Exercise details: The answer must be an exact copy of the lines from the one containing "target | number 57" through the end of the records, with the pictures left out.

═══ Information shown

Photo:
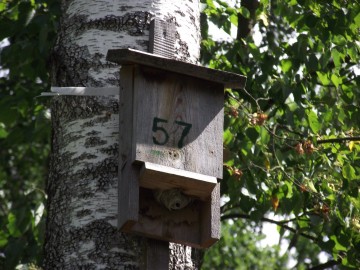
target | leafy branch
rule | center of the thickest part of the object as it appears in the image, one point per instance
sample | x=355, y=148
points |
x=264, y=219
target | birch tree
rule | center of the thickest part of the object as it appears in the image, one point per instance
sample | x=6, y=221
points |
x=81, y=228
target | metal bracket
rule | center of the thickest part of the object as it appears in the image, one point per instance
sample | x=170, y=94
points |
x=162, y=38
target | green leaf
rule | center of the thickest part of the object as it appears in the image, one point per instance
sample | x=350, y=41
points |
x=348, y=172
x=3, y=132
x=336, y=55
x=313, y=121
x=323, y=77
x=286, y=65
x=336, y=80
x=228, y=136
x=12, y=226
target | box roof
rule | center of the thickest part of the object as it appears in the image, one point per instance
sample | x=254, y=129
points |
x=131, y=56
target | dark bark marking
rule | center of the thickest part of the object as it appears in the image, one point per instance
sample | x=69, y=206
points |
x=94, y=141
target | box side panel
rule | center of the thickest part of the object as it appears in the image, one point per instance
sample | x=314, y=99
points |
x=128, y=176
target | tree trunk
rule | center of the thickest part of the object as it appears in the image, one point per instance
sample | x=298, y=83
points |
x=81, y=229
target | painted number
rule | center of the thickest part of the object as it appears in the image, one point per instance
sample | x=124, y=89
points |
x=157, y=122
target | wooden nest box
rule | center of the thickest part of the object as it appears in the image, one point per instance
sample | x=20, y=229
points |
x=171, y=147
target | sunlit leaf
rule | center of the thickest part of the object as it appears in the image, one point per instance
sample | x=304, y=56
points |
x=348, y=172
x=313, y=121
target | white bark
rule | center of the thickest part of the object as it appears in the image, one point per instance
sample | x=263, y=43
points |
x=82, y=188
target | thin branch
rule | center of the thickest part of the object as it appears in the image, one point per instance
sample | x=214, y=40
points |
x=338, y=140
x=279, y=223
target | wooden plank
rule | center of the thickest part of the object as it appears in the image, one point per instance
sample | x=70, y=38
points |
x=178, y=122
x=131, y=56
x=128, y=175
x=162, y=38
x=210, y=219
x=154, y=176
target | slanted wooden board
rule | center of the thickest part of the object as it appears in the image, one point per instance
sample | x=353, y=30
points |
x=162, y=38
x=130, y=56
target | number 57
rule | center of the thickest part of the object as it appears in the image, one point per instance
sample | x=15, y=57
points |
x=157, y=128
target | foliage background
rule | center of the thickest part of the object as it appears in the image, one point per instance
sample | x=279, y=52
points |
x=291, y=138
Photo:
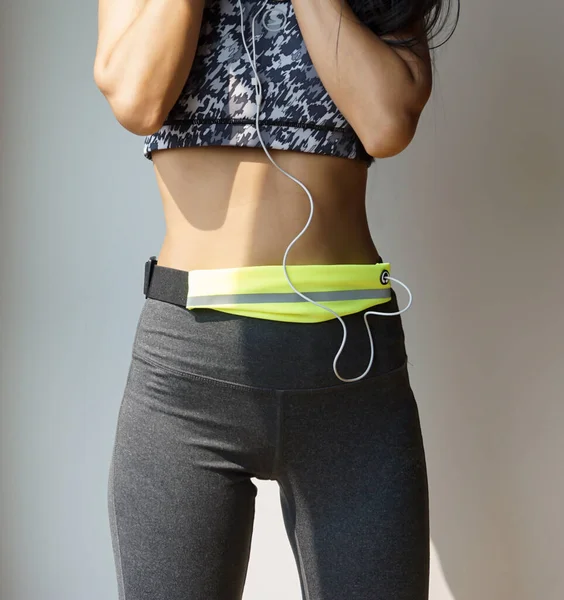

══════

Answer below:
target | number 57
rule | center of the thickest part of the object as it appears in the image, one point per instance
sample | x=15, y=57
points |
x=157, y=128
target | foliage background
rule | center of the thickest part of the object as it appears in the image, one point per instance
sample | x=279, y=52
points |
x=291, y=138
Photo:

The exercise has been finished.